Reproduce only the lines starting at "Looking at this interface screenshot, point out the gradient" and ending at "49, 174, 63]]", with "gradient sky" changed to "twilight sky" and everything else left as is.

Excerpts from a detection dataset
----

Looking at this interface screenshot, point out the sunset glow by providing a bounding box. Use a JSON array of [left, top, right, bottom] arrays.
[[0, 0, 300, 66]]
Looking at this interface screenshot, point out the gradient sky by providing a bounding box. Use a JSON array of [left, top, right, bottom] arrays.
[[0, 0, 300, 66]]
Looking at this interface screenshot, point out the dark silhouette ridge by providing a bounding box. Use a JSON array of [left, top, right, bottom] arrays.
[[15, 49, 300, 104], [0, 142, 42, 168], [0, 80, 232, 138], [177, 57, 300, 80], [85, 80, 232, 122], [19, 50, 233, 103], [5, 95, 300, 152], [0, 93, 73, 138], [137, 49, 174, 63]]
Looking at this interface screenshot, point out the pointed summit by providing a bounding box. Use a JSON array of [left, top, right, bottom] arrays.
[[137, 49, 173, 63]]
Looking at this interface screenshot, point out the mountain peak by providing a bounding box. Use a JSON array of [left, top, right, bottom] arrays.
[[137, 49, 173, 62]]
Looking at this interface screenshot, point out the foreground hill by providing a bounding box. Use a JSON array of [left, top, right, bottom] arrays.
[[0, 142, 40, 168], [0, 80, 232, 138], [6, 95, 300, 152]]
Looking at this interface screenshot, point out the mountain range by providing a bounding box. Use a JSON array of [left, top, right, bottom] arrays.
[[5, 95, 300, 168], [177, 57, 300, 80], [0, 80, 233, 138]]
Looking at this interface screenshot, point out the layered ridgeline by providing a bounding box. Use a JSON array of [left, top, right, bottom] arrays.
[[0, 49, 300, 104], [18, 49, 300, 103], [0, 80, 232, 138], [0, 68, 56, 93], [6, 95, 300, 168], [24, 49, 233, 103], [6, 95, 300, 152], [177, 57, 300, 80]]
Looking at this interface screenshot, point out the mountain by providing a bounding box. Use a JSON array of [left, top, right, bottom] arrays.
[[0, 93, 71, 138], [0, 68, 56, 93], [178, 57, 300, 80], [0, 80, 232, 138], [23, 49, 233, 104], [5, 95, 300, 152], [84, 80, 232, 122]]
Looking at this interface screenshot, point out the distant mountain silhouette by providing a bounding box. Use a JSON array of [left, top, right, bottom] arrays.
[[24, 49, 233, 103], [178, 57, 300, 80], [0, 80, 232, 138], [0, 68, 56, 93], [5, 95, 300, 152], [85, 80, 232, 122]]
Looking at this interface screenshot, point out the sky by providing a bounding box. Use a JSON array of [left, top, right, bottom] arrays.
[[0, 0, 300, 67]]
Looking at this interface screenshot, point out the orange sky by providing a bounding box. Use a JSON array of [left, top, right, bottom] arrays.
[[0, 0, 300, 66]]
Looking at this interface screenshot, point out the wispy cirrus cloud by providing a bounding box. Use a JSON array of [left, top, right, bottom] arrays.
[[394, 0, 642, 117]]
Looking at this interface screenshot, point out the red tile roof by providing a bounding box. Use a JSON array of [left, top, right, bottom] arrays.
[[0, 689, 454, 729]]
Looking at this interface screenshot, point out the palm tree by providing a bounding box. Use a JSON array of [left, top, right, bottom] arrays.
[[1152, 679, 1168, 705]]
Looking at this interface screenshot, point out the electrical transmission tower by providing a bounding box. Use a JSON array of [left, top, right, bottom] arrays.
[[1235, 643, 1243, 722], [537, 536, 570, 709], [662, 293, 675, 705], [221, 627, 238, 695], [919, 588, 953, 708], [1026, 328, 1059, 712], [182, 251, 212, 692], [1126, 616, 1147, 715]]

----

- [FINAL ANSWER]
Looking at this interface screenshot, point out the twilight sky by providing a bounding box. Use a JSON array of [left, top, right, bottom] arrays.
[[0, 0, 300, 66]]
Looking at this interface screenshot, point out the dark silhouette ridge by providing a bounding box. Use a JSON array of [left, top, right, bottom] arrays.
[[15, 49, 300, 104], [0, 142, 42, 168], [0, 80, 232, 138], [177, 57, 300, 80], [85, 80, 232, 122], [19, 50, 233, 103], [5, 95, 300, 152], [0, 93, 73, 138], [137, 49, 174, 63]]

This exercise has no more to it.